**Written problem 1**
List every numeric measurement in the forum thread along with its unit, as stated.

I am not afraid of brute force, just looking to determine in which manner and direction to apply it


----------



## RJSakowski (Nov 21, 2018)

If you have a 1.5-8 tpi thread on the spindle, the disk would be about 1.25 in diameter. Something smaller than the root diameter of the threads but larger than the through hole in the spindle. Place the disk on the end of the spindle before you screw the back plate on.  
I would try a 1/2" bolt and nut.  The bolt should be long enough to reach the disc and still have the head sticking out 1/2" or so.  It should have enough threads so there is about 1/2" of extra thread when the bolt is contacting the disk and the nut is clamped in the vise jaws.  Running the bolt in will put force on the disk which will push on the spindle and since the backplate is thread on the spindle, tend to push the back plate away from the chuck.  Further thinking on the nut/washer/nut idea,it won't work as described.  However, a flange nut would work.  The nuts from your step clamp set will do.

I don't like to pound on things like chucks.  Nor do I like to use heat.  They are supposed to be precision holding devices after all.


----------



## KBeitz (Nov 30, 2018)

Take a 4ft long smooth rod and weld a nut on one end. Stick the nut in the chuck and clamp the other end of the rod to up in the air to something. let the chuck drop and slide down the rod. the jaws will catch the nut and stop the chuck and the face plate will keep on going...

**Provided information**
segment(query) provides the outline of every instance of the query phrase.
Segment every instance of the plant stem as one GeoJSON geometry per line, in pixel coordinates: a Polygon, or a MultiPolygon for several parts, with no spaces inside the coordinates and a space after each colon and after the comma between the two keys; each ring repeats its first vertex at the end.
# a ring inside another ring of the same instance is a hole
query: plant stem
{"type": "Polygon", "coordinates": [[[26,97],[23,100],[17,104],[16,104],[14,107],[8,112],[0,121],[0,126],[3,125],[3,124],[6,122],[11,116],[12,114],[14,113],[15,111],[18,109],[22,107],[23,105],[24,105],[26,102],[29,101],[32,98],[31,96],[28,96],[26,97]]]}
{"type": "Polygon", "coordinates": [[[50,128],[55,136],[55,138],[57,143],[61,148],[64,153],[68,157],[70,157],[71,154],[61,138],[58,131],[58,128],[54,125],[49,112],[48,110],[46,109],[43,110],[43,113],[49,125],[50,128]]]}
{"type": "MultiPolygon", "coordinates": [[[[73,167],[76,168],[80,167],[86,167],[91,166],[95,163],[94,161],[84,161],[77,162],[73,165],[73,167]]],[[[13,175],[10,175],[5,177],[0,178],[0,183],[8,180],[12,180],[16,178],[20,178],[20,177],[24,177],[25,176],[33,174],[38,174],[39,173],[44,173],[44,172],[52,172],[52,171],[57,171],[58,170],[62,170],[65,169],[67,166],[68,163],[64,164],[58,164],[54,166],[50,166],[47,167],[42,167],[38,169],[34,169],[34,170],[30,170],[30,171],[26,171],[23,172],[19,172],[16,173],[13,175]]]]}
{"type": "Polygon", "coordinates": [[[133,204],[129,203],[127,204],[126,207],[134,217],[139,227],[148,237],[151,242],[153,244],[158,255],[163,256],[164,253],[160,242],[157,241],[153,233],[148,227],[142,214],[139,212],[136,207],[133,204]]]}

**Written problem 2**
In the entries, change every occurrence of "plant stem" to "stalk" and keep everything else the same.

**Final answer 1**
- 1.5-8 tpi (the thread on the spindle)
- 1.25 in (the disk diameter)
- 1/2" (the bolt and nut)
- 1/2" (how far the bolt head should stick out)
- 1/2" (the extra thread when the bolt contacts the disk)
- 4ft (the length of the smooth rod)

**Final answer 2**
segment(query) provides the outline of every instance of the query phrase.
Segment every instance of the stalk as one GeoJSON geometry per line, in pixel coordinates: a Polygon, or a MultiPolygon for several parts, with no spaces inside the coordinates and a space after each colon and after the comma between the two keys; each ring repeats its first vertex at the end.
# a ring inside another ring of the same instance is a hole
query: stalk
{"type": "Polygon", "coordinates": [[[26,97],[23,100],[17,104],[16,104],[14,107],[8,112],[0,121],[0,126],[3,125],[3,124],[6,122],[11,116],[12,114],[14,113],[15,111],[18,109],[22,107],[23,105],[24,105],[26,102],[29,101],[32,98],[31,96],[28,96],[26,97]]]}
{"type": "Polygon", "coordinates": [[[50,128],[55,136],[55,138],[57,143],[61,148],[64,153],[68,157],[70,157],[71,154],[61,138],[58,131],[58,128],[54,125],[49,112],[48,110],[46,109],[43,110],[43,113],[49,125],[50,128]]]}
{"type": "MultiPolygon", "coordinates": [[[[73,167],[76,168],[80,167],[86,167],[91,166],[95,163],[94,161],[84,161],[77,162],[73,165],[73,167]]],[[[13,175],[10,175],[5,177],[0,178],[0,183],[8,180],[12,180],[16,178],[20,178],[20,177],[24,177],[25,176],[33,174],[38,174],[39,173],[44,173],[44,172],[52,172],[52,171],[57,171],[58,170],[62,170],[65,169],[67,166],[68,163],[64,164],[58,164],[54,166],[50,166],[47,167],[42,167],[38,169],[34,169],[34,170],[30,170],[30,171],[26,171],[23,172],[19,172],[16,173],[13,175]]]]}
{"type": "Polygon", "coordinates": [[[133,204],[129,203],[127,204],[126,207],[134,217],[139,227],[148,237],[151,242],[153,244],[158,255],[163,256],[164,253],[160,242],[157,241],[153,233],[148,227],[142,214],[139,212],[136,207],[133,204]]]}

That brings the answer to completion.